* _What to do_
Please explain, in one to three sentences, why the text on the model of demands, control and social support says the model will include a new specification of the trajectories of correlations between variables.

** Opening Selected excerpt block **

The model will allow the empirical contrast of the hypotheses, as well as a new specification of the trajectories of correlations between variables in order to incorporate the findings of the literature and the questions of the state of knowledge.

Model of demands, control and social support (MDCS)

Adherence to treatment, from the MDCS, is the result of the asymmetries between labor demands and subjective capacity control [9]. That is, it is a response to the external demands of treating a disease and personal resources. Thus, adherence to treatment refers to tangible and intangible opportunities for rehabilitation or healing, but it can also activate conflicts of relationships; disinterest, frustration, exhaustion, depersonalization or neglect [10]. Therefore, significant differences prevail between those who make decisions and those who execute them with respect to the process of adherence to treatment [11]. This is how the idealization of a treatment generates greater inspiration and satisfaction [12]. Commitment, as an indicator of self-control, increases adherence to treatment. Therefore, the demands external to a treatment are generated by the degree of commitment and self-regulated control by the patient regarding the idealization of their work, leaders and organization [13]. The MDCS warns that the organization can motivate the employee through a climate of relationships of trust and a climate of innovative tasks, but it is the employee’s work history that will determine their degree of self-control reflected in their commitment and satisfaction with their environment of work [14]. In this sense, the MDCS does not explain the effect of the work culture on the performance of the weighted worker in their degree of effort and commitment in the process of adherence to a treatment.

** Closing Selected excerpt block **
** Opening Extracted material block **

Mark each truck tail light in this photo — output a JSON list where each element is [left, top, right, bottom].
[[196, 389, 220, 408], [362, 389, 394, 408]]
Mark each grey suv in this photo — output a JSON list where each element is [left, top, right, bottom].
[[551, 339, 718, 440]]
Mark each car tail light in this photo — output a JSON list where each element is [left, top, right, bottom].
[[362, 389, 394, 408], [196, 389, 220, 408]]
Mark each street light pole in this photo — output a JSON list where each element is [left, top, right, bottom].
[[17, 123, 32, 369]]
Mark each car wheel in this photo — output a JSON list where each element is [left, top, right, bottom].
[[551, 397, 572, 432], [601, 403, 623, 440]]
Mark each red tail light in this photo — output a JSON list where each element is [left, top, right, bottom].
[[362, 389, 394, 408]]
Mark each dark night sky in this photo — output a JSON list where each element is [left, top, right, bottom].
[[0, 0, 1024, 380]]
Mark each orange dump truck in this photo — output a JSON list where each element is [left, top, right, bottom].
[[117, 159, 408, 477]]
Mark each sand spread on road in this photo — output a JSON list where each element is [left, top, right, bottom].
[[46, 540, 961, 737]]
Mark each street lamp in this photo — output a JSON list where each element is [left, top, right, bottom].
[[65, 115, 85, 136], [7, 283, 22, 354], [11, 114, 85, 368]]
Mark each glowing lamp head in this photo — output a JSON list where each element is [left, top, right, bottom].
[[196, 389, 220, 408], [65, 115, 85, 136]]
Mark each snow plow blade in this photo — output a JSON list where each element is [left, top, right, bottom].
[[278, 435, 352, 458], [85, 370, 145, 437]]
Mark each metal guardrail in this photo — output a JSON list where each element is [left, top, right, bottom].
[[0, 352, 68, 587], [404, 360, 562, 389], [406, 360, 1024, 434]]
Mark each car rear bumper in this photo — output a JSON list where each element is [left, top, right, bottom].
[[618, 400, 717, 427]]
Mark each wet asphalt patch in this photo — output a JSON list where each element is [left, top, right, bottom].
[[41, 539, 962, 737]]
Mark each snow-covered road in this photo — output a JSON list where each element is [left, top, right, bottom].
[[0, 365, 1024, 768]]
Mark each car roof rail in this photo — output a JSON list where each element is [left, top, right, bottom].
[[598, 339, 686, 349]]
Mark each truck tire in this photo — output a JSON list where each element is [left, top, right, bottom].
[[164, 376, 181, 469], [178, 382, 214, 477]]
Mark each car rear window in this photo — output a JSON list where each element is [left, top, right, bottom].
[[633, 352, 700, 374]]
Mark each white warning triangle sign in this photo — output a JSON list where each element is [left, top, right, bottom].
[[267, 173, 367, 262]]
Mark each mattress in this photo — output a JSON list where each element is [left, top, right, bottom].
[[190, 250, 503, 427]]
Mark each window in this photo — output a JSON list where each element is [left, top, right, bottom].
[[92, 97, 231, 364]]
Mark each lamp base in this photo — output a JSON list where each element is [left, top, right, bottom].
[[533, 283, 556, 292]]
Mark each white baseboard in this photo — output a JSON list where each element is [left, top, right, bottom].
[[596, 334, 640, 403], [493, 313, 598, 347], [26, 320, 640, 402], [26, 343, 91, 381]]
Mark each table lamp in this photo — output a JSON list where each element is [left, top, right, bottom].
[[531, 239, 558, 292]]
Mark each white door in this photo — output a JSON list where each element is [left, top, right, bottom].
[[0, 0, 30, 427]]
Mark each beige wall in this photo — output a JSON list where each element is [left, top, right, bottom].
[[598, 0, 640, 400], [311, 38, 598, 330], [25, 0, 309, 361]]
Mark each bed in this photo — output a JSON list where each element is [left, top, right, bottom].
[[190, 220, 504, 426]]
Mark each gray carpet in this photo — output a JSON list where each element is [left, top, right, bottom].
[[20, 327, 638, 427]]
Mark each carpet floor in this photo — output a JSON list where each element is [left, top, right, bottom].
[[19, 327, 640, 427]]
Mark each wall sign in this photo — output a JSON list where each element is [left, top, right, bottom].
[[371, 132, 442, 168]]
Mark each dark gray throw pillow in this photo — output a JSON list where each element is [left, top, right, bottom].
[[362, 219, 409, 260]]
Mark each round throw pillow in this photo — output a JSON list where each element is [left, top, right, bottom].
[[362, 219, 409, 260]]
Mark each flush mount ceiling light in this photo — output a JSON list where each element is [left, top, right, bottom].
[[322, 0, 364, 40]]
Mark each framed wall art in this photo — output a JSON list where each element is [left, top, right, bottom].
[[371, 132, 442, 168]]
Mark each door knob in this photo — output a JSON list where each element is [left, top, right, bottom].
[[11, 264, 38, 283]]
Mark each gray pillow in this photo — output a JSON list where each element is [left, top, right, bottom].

** Closing Extracted material block **

* _Solution for this task_
The new specification is meant to incorporate the findings of the literature and the questions of the state of knowledge.